■ **WORK TO BE COMPLETED**
Write the listing out again exactly as it stands, with no images.
###
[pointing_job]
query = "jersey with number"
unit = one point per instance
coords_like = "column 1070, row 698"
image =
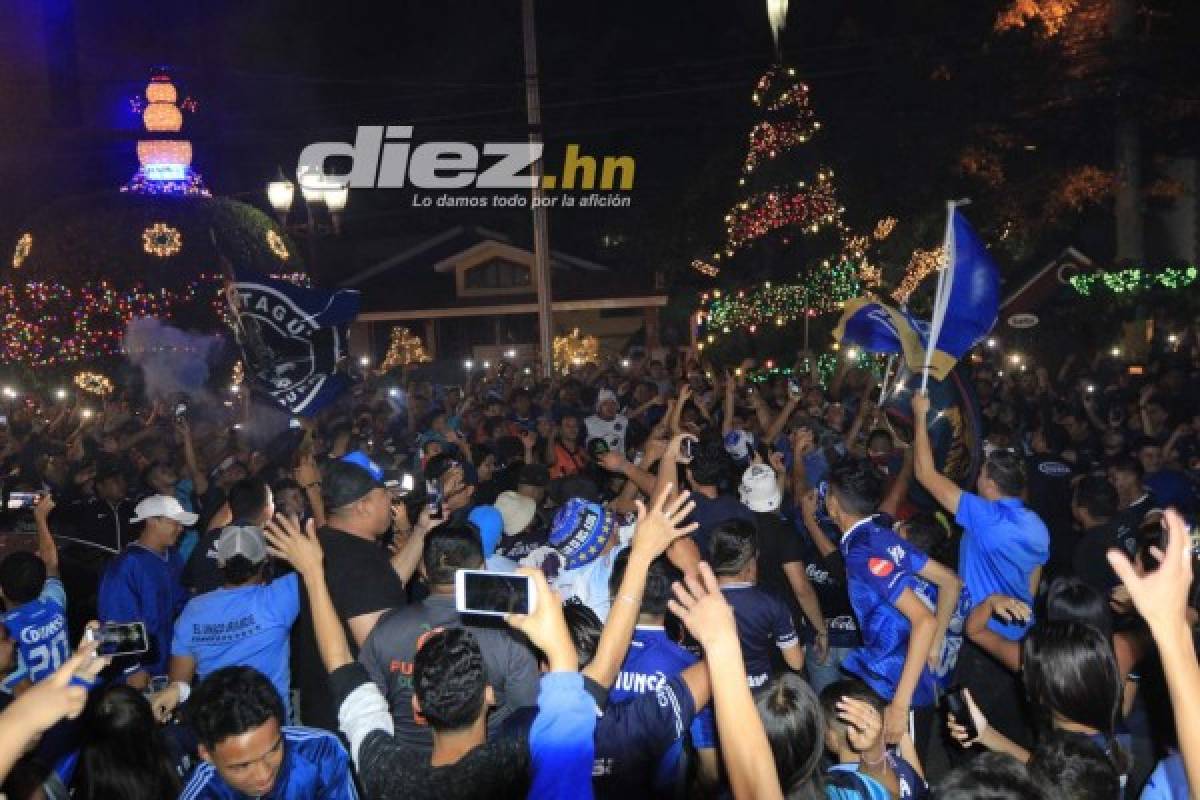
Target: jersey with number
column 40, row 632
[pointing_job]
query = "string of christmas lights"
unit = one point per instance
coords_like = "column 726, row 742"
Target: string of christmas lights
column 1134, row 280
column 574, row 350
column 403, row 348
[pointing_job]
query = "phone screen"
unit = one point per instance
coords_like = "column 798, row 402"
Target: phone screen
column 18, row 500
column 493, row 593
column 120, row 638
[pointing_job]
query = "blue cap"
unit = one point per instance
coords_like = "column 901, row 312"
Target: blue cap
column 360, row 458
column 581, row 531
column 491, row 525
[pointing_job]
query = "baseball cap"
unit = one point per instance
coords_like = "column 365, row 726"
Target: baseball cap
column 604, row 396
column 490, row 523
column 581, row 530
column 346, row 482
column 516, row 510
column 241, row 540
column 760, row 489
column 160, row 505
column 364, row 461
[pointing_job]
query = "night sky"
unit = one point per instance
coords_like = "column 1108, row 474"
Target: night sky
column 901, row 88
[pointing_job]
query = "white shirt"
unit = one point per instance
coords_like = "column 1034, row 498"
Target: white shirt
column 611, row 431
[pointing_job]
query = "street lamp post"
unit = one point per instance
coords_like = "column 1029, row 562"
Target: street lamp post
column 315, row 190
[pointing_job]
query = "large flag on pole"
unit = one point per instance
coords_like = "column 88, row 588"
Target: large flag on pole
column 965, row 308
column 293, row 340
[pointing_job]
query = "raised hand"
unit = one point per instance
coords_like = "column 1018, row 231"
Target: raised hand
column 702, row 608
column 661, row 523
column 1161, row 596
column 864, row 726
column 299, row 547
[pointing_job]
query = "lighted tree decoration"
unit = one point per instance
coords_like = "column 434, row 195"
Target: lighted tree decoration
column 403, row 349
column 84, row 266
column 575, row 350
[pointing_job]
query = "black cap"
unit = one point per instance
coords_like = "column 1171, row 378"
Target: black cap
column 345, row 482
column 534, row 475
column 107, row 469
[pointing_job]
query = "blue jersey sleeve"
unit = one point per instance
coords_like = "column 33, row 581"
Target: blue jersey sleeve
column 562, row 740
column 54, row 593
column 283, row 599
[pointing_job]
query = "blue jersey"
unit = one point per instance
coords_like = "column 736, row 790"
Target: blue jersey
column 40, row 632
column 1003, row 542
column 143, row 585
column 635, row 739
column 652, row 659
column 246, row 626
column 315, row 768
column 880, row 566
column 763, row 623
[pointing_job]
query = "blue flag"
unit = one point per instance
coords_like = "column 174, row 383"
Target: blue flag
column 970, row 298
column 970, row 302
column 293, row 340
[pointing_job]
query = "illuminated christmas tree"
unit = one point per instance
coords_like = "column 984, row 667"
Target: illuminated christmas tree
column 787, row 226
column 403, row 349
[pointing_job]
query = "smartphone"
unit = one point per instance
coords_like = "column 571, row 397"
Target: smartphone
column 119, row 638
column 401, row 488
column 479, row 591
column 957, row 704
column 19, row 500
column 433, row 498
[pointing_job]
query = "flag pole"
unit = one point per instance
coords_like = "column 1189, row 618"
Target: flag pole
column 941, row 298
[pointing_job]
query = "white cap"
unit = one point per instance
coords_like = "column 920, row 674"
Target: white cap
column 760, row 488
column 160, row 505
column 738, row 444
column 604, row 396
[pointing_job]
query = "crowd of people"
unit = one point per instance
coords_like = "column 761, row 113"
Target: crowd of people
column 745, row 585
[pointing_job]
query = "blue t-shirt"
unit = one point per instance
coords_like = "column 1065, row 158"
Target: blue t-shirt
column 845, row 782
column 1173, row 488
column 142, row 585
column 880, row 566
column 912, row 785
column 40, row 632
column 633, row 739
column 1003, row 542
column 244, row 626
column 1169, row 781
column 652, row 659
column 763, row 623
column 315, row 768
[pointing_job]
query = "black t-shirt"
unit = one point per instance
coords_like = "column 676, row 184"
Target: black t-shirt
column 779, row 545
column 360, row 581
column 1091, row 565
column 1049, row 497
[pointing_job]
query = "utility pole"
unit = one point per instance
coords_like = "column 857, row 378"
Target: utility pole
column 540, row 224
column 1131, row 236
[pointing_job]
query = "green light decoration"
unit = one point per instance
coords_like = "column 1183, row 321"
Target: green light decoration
###
■ **ANSWER BOX**
[pointing_job]
query = "jersey with number"
unit = one point per instance
coords_like = "column 1070, row 698"
image =
Target: jersey with number
column 40, row 632
[pointing_job]
query = "string of christmas lights"
unit = one point per instance
coords_like = "column 726, row 742"
Target: string of christmas lights
column 1134, row 280
column 574, row 350
column 403, row 348
[pointing_job]
query = "phone screen"
unit = one point per instance
coords_like = "column 798, row 402"
Target: phone screen
column 18, row 500
column 493, row 593
column 120, row 638
[pointing_job]
query = "blue cap"
unit = one point per instance
coords_like = "column 901, row 312"
Target: blue cap
column 360, row 458
column 581, row 531
column 491, row 525
[pointing_job]
query = "baseball cap"
unit = one point per instance
coords_like = "column 365, row 726"
Target: baseball cap
column 604, row 396
column 490, row 523
column 581, row 530
column 346, row 482
column 516, row 510
column 241, row 540
column 760, row 489
column 160, row 505
column 364, row 461
[pointing_job]
query = "night sky"
unit = one point per instance
coords_like = "column 1108, row 474"
Target: night sky
column 901, row 88
[pointing_job]
query = "white shirt"
unit = one point per instance
coords_like = "column 1034, row 498"
Target: white shirt
column 611, row 431
[pointing_job]
query = "street lamp post"
unit = one point per instance
coords_like = "column 1029, row 562"
Target: street lamp post
column 315, row 190
[pointing_job]
query = "large flag on pole"
unit = one point per instance
coords_like = "column 88, row 588"
Target: large flag on pole
column 965, row 308
column 293, row 340
[pointing_job]
query = "raised hand"
unit = one point per instance
coords_like = "column 1018, row 231"
Target: raised hand
column 702, row 608
column 661, row 523
column 1161, row 596
column 864, row 726
column 299, row 547
[pointing_job]
query = "lighted tree decoration"
unit = one point per instance
coords_like = "column 434, row 195"
Target: lighted tree decoration
column 403, row 349
column 84, row 266
column 575, row 350
[pointing_job]
query = "black cap"
unit = one point per instance
coords_like = "column 1171, row 378"
Target: black cap
column 345, row 482
column 534, row 475
column 107, row 469
[pointing_job]
query = "blue jersey sleeve"
unit = one point per instance
coords_like = "column 33, row 581"
Target: blue jersey sleeve
column 562, row 740
column 54, row 593
column 283, row 599
[pointing_job]
query = "blue jersey"
unit = one point per instance
coords_like = "column 736, row 790"
Target: blue jersey
column 40, row 632
column 1003, row 542
column 143, row 585
column 635, row 739
column 652, row 659
column 246, row 626
column 315, row 768
column 880, row 566
column 763, row 623
[pointing_job]
query = "blue flag"
unit = one point per instance
coords_like = "column 174, row 383"
Target: blue flag
column 970, row 298
column 970, row 302
column 293, row 340
[pointing_job]
query = "illuminated christmas tree"
unit = one point per instance
coords_like = "column 984, row 667"
Target: illuminated christmas tree
column 787, row 226
column 403, row 349
[pointing_job]
query = "smartphone"
unit = one point per instance
coords_like = "column 571, row 397"
Target: smartphone
column 119, row 638
column 401, row 488
column 479, row 591
column 957, row 704
column 19, row 500
column 433, row 498
[pointing_job]
query = "flag pole"
unit = one point per instance
coords_like = "column 1189, row 618"
Target: flag pole
column 941, row 298
[pointing_job]
query = "white cap"
unit = one point per instance
coords_like = "column 920, row 674"
Target: white cap
column 760, row 488
column 160, row 505
column 738, row 444
column 604, row 396
[pointing_job]
query = "crowd of people"
unit = one point per instance
coords_like = "column 761, row 113"
Target: crowd of people
column 745, row 585
[pointing_job]
query = "blue t-shirt"
unit = one point per instance
coords_like = "column 1065, row 158"
Target: blue t-shirt
column 845, row 782
column 1173, row 488
column 142, row 585
column 880, row 566
column 912, row 785
column 40, row 632
column 633, row 739
column 1003, row 542
column 244, row 626
column 1169, row 781
column 652, row 659
column 763, row 623
column 315, row 768
[pointing_job]
query = "black t-shirt"
unit = one point per instance
coords_like = "column 676, row 184"
Target: black t-shirt
column 779, row 545
column 360, row 581
column 1091, row 565
column 1049, row 497
[pointing_job]
query = "utility pole"
unit = one point per instance
coords_like = "column 857, row 378"
Target: utility pole
column 540, row 224
column 1131, row 236
[pointing_job]
query = "green light decoration"
unit = one point per instance
coords_like = "column 1183, row 321"
Target: green light decoration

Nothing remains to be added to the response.